(Problem)
Answer these questions using the road trip text:
(a) What lodging is listed under "Budget Stay Suggestions"?
(b) Which national park is covered on Day 4?
(c) What does the text say to be sure to check out in that park?

(Reading text)
Content starts

It is about a 2.5 hour drive to Bricknell, Utah and the road gains some altitude so check the weather for sure in the winter, and be sure that you have the energy to drive safely to your next destination.

Budget Stay Suggestions:

Aquarius Inn, Bicknell, Utah

Not my favorite in terms of atmosphere, but the room was comfortable enough.

 

Day 4: Capitol Reef National Park

Awesome mountains in Capitol Reef NP (c) ABR 2017

It is only about 30 minutes from Bricknell to Capitol Reef, and this is one of the quieter parks, so you don’t need to be in quite as much of a rush to get out as I would suggest for Arches, Bryce, and Zion. There are no major attractions in this park, and the drive is mostly on a highway or a very small road and dirt road extensions. Be sure to check out the petroglyphs here and definitely do stop to see all the huge rock formations along the highway.

Content ends

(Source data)

Content starts

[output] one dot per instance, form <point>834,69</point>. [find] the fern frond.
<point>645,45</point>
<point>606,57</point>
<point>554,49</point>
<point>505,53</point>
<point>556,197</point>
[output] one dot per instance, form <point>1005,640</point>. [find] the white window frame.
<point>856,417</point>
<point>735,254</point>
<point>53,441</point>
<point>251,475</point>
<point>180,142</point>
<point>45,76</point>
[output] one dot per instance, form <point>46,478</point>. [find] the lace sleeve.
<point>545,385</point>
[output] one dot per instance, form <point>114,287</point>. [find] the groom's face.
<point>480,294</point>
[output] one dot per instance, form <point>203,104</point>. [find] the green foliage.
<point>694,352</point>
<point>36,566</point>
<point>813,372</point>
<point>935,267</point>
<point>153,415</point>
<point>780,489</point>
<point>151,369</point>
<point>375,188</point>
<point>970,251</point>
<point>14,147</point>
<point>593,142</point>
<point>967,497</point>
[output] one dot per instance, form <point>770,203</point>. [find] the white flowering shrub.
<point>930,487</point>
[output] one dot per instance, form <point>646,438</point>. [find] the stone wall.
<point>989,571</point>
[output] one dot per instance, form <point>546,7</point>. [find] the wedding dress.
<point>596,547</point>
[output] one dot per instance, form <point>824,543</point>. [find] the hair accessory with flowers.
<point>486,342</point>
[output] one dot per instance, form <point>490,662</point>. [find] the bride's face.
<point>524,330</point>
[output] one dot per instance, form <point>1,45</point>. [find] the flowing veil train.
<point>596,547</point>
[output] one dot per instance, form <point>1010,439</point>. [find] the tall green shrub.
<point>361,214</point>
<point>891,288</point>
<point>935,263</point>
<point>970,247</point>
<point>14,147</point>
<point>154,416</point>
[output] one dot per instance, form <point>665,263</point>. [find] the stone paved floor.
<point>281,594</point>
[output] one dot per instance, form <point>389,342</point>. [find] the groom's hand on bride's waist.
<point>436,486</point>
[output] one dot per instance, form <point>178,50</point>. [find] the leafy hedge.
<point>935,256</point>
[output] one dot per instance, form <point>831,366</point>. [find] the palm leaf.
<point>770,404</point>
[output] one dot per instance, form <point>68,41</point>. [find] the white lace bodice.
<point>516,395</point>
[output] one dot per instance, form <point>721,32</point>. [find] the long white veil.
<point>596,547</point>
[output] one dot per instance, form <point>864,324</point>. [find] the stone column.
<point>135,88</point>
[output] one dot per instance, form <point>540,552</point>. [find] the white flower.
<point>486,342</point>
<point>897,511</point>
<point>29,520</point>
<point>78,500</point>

Content ends

(Response below)
(a) Aquarius Inn
(b) Capitol Reef National Park
(c) The petroglyphs